> _What needs to be done_
The entries follow. Copy every line in which "below" appears.

[Point-per-instance localization data]
◆ ◆ ◆ ◆ ◆
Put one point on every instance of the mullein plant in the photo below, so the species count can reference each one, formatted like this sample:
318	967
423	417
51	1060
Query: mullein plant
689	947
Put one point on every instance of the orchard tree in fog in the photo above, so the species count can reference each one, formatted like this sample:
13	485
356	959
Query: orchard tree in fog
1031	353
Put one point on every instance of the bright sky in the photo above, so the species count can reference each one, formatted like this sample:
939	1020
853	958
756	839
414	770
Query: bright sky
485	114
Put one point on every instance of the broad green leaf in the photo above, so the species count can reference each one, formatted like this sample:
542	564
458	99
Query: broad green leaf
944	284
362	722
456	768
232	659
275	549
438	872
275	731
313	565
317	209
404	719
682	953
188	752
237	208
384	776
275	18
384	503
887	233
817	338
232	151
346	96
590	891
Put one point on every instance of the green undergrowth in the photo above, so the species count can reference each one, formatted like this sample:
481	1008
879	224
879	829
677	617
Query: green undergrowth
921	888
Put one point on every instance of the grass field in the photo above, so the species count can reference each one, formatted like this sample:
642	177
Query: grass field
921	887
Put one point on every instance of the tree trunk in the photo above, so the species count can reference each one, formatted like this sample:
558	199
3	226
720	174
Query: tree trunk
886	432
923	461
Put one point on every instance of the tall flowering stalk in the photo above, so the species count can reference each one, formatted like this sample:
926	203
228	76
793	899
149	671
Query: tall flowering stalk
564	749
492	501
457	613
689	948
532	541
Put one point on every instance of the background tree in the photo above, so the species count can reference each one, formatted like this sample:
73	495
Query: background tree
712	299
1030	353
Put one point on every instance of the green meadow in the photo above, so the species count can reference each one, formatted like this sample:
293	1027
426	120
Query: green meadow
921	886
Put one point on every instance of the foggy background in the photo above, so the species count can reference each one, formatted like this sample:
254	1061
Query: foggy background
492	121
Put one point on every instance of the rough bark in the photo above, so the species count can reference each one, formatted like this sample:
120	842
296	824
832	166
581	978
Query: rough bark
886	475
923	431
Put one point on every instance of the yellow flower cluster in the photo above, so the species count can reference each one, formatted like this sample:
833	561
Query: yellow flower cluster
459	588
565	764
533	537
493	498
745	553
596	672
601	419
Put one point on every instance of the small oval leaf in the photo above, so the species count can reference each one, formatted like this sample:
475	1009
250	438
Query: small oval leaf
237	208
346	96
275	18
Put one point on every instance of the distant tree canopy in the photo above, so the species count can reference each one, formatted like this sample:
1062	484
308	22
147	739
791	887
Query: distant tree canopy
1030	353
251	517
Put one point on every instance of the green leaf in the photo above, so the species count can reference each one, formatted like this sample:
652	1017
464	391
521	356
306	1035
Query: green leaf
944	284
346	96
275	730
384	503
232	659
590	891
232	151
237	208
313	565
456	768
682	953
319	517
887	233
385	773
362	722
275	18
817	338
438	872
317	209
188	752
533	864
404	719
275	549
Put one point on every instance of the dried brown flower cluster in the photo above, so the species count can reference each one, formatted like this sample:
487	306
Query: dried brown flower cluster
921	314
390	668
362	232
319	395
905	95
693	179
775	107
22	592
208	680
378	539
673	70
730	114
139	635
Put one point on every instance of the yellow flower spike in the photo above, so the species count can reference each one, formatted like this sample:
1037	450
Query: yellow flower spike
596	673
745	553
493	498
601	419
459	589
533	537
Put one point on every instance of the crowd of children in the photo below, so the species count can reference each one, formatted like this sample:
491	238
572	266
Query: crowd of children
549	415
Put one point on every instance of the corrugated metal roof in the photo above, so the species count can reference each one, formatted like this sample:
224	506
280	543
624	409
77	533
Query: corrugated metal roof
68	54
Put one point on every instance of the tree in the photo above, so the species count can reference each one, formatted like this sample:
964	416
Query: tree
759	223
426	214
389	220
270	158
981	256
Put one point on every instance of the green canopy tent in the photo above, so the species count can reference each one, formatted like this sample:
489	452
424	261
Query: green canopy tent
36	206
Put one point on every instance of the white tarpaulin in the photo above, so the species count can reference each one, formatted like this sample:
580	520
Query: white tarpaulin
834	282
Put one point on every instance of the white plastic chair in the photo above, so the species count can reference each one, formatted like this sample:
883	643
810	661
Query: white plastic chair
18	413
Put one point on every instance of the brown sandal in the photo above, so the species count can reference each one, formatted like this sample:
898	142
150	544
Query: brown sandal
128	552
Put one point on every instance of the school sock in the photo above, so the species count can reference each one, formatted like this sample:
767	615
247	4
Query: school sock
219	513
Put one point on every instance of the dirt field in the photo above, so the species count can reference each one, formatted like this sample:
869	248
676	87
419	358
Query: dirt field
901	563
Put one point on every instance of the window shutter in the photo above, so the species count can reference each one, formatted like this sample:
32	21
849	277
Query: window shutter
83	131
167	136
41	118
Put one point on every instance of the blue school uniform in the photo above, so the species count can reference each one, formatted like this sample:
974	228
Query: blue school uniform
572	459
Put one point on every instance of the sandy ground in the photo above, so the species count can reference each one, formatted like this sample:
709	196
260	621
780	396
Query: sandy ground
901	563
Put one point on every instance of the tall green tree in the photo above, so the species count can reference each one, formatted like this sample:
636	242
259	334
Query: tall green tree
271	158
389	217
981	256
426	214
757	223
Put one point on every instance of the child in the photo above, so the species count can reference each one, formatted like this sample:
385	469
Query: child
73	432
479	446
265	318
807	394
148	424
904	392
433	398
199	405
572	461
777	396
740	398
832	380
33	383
◆ ◆ ◆ ◆ ◆
> _Task output_
Put one point on every instance of the mullein plant in the photo below, so the species count can reference each one, formatted like this sample:
Put one point on every instance of the crowd of children in the photo below, so the species count can reference each one, formatted like this sample:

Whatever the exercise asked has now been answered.